====== Data to process ======

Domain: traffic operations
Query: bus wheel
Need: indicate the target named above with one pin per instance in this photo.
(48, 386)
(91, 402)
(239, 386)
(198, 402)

======

* [Required work]: The exact wording of every entry above should be written out again.

* [Answer section]:
Domain: traffic operations
Query: bus wheel
Need: indicate the target named above with one pin per instance in this photo.
(48, 386)
(91, 402)
(239, 386)
(198, 402)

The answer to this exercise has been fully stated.